▶ **Point placement records**:
++++
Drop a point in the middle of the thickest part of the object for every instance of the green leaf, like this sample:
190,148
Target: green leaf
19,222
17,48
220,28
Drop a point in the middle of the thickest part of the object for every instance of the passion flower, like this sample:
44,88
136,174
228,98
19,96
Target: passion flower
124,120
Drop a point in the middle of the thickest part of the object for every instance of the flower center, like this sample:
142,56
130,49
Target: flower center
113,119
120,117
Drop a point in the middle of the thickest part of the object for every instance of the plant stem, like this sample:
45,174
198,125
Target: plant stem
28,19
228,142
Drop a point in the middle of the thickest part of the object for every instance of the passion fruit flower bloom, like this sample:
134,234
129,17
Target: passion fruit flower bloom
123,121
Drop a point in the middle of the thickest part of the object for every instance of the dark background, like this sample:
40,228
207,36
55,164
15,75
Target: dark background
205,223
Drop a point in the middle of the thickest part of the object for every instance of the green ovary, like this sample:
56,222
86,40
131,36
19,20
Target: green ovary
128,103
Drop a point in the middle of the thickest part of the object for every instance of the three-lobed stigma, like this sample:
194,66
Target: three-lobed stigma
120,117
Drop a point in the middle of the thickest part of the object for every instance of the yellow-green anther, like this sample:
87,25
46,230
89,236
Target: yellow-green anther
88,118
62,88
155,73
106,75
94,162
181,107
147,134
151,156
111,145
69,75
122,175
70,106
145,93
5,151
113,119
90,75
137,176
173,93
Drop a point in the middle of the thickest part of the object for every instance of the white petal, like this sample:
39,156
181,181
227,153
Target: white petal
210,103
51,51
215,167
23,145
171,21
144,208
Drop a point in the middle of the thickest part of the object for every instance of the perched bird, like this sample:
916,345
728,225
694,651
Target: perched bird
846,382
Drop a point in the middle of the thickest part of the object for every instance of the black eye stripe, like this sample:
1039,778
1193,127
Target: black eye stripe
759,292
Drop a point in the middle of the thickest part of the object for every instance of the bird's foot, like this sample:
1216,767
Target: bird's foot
++++
▶ **Problem statement**: Copy all of the lines above word for word, keeping every character and line break unchanged.

▶ **Worked answer**:
Drop a point in the middle of the thickest part of the object for every instance of the green leaf, like this sample:
190,148
Target: green leaf
19,222
17,48
220,28
Drop a point in the middle of the thickest part of the object for every instance of the passion flower, like this sample:
44,88
136,174
228,98
19,96
Target: passion flower
124,120
Drop a point in the middle of the thickest part of the object for every instance of the flower center, like this sample:
142,56
130,49
Target: flower center
113,119
120,117
Drop a point in the middle of the thickest part of the object for every instance of the plant stem, like this sample:
45,174
198,125
Target: plant stem
28,19
228,142
Drop a point in the middle of the thickest part of the object for every instance of the passion fruit flower bloom, like this sample:
134,234
129,17
Target: passion fruit flower bloom
123,121
Drop a point in the middle of the thickest part of the object for every instance of the dark background, like this sample:
40,228
207,36
55,164
15,75
Target: dark background
205,223
Drop a point in the middle of the thickest part of the object for every instance of the green ovary, like this sample:
56,222
86,40
131,36
19,20
Target: green ovary
128,103
Drop a point in the middle of the thickest part of the object for every instance of the three-lobed stigma, like this sample:
194,66
Target: three-lobed stigma
120,117
Drop a point in the middle of the thickest part of the object for every instance of the yellow-green anther, like this sample:
87,25
46,230
89,236
Target: yellow-green anther
88,118
62,88
155,73
106,75
94,162
181,107
147,134
151,156
111,145
69,75
122,175
70,106
145,93
5,151
113,119
90,75
137,176
173,93
Drop a point in the middle of the thickest part of the object for every instance of the white petal, like this sample:
39,156
181,181
227,153
Target: white petal
210,103
51,51
215,167
23,145
171,21
144,208
Drop a point in the middle of the thickest part of the object for every instance of the perched bird, like this sample:
916,345
728,225
694,651
Target: perched bird
846,382
Drop a point in the middle of the thickest part of the object for every instance of the black eye stripe, like this sample:
1039,778
1193,127
Target: black eye stripe
759,292
Drop a point in the middle of the thickest part of the object for every instance of the bird's foot, like this sample:
1216,767
Target: bird's foot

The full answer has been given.